GIVEN TASK
How many lines in the rows below contain the word "rugby"? Reply with the number alone.
+===+
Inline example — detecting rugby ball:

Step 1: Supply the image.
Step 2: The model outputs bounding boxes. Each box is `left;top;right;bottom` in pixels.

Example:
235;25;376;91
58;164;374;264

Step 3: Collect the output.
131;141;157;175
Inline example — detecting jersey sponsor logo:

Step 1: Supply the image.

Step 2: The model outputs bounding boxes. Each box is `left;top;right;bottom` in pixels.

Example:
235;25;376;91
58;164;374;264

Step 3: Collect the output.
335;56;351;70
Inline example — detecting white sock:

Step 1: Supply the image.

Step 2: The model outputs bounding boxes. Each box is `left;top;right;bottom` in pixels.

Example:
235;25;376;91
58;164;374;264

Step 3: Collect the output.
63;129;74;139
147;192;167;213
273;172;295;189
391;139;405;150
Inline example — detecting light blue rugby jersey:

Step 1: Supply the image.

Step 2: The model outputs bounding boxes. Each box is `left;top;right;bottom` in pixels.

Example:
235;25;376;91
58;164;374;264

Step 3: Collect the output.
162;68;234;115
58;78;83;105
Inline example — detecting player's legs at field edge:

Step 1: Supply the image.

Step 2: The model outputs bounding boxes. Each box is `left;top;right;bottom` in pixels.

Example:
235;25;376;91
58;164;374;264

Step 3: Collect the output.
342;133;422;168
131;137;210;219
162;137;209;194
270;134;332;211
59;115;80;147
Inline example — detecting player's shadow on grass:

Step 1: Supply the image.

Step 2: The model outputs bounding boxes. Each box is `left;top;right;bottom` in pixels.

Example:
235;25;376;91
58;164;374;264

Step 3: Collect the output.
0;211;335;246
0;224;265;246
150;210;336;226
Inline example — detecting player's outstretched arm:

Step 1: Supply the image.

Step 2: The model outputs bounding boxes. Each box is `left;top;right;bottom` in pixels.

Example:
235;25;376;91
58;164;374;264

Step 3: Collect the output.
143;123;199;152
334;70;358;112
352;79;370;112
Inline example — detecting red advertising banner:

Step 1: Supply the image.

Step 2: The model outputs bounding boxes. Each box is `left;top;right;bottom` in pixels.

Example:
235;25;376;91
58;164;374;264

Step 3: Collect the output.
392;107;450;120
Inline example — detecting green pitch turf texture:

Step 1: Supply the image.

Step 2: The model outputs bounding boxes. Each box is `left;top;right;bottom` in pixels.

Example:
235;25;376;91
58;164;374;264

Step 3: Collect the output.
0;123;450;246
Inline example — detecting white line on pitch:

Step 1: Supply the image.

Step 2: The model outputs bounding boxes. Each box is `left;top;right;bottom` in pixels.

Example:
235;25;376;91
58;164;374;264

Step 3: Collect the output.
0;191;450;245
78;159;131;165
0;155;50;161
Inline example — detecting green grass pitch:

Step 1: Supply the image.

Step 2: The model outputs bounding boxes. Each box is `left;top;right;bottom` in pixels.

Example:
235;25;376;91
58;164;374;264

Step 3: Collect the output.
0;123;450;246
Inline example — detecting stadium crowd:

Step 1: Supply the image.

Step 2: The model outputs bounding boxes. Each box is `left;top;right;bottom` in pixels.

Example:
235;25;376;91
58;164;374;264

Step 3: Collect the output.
+===+
EXERCISE SOLUTION
2